• _Task material_

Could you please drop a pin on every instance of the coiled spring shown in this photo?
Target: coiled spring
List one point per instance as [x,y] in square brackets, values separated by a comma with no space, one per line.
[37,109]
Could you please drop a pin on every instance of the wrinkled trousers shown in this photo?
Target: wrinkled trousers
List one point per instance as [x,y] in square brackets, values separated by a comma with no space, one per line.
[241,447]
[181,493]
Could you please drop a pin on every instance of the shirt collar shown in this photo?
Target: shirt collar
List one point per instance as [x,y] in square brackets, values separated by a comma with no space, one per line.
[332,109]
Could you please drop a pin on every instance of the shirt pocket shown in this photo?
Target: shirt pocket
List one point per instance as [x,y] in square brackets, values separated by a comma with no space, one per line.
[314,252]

--

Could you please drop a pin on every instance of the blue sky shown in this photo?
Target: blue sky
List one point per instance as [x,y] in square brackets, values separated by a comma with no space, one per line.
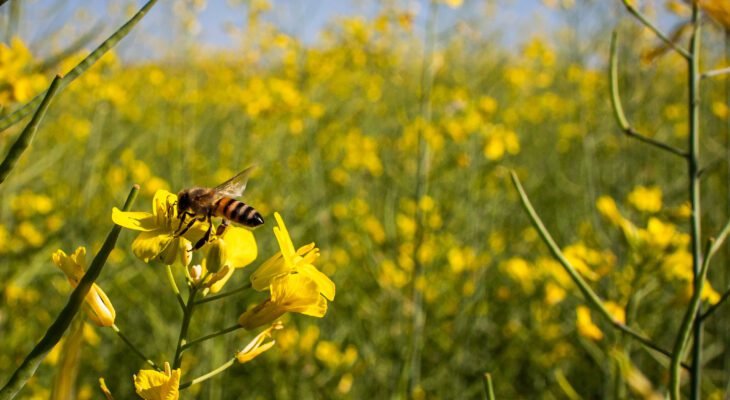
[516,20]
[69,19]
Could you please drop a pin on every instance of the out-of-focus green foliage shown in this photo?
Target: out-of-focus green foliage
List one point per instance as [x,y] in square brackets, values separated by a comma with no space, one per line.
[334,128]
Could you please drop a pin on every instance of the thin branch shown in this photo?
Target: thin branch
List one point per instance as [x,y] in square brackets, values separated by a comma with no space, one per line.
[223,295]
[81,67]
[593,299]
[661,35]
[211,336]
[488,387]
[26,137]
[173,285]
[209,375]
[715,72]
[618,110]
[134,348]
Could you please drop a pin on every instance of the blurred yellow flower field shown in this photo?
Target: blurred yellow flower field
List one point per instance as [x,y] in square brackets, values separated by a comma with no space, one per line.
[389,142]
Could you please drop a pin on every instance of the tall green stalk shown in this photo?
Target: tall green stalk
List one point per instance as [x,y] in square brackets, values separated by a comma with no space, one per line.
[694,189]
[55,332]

* * *

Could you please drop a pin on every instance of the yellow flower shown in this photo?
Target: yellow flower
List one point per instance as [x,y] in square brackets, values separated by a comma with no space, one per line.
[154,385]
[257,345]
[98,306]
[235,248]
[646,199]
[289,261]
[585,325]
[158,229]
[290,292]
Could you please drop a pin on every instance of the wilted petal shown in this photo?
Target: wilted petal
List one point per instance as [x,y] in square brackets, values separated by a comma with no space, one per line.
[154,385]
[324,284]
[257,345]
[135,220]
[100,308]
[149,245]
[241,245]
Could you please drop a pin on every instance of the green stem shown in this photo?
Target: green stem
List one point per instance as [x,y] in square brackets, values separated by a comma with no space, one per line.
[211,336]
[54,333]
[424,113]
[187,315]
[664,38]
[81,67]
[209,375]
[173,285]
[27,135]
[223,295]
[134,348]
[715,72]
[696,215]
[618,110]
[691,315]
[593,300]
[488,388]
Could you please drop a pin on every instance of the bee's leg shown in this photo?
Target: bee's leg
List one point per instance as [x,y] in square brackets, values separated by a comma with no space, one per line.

• _Work to be completed_
Pull out every line of the items above that contains the string "blue". Matching is case-sensitive.

• _Answer_
Could you please drop a pin on every instance of the blue sky shown in this photo?
Target: blue sky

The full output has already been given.